_What this exercise asks:_
1 > From the text on meeting your needs, output the part that opens with the words containing "When you over-focus" and closes with "your needs, too.".
2 > In the text on meeting your needs, what is named as a primary signaler of met or unmet needs?

_Text block:_
····················
6 Steps to Meeting Your Needs

How the hell am I supposed to know what I need?

I hear this often from the therapy couch. 

If you grew up in a family system where your primary caregivers weren't attentive to your needs, this question can feel impossible. If you were or are constantly tending to those around you, rather than yourself, this question can feel silly. If you feel shame about being someone who needs things from others, this question can feel preposterous.

When you over-focus on others, or are not accustomed to being focused on, it's difficult to know what you need from yourself, let alone from others.

The good news is that you can learn to tend to yourself. You can learn what you need, over time, and begin meeting those needs yourself, and letting your support-people show up to meet your needs, too.

1) Practice asking yourself "what am I feeling right now?"

Your emotions are often a primary signaler of met or unmet needs. Example: If you're feeling lonely, it is because a need for connection is going unmet.

2) Follow-up that question with "what might I need right now?"
····················
_Collected data:_
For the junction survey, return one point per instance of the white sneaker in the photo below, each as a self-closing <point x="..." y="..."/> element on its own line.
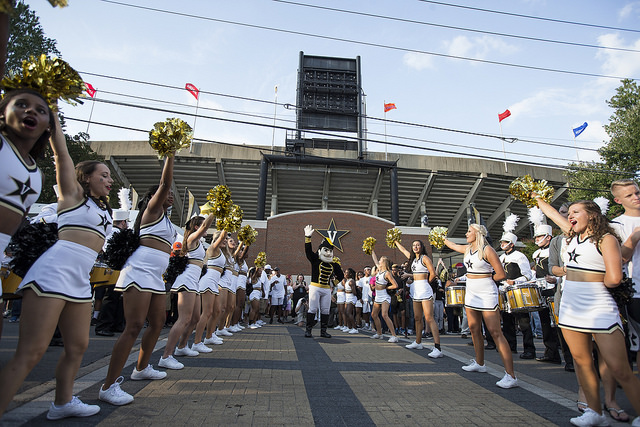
····················
_Solutions per task:_
1 >
When you over-focus on others, or are not accustomed to being focused on, it's difficult to know what you need from yourself, let alone from others.

The good news is that you can learn to tend to yourself. You can learn what you need, over time, and begin meeting those needs yourself, and letting your support-people show up to meet your needs, too.

2 > Your emotions.